-- RECORDS FOR THE TASK --
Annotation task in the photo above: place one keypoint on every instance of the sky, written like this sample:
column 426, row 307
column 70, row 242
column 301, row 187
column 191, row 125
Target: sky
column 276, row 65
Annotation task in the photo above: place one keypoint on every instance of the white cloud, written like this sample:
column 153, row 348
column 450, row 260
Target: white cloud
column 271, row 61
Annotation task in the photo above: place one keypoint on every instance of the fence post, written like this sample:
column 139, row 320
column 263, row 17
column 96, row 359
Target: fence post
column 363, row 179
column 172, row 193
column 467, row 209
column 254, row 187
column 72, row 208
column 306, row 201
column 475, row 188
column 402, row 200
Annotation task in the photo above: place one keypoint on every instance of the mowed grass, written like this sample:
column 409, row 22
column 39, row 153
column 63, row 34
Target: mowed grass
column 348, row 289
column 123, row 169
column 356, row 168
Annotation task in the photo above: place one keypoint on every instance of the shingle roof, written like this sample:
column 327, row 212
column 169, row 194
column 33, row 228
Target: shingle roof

-- WHAT THE TASK REQUIRES --
All lines in the listing above between the line with "of the fence" and the line with "column 96, row 359", inclusive, should be set down exactly, and no line outside that range.

-- EXERCISE RESPONSE --
Annotation task in the photo above: place one keypoint on every instance of the fence post, written like this sample:
column 139, row 320
column 263, row 17
column 96, row 359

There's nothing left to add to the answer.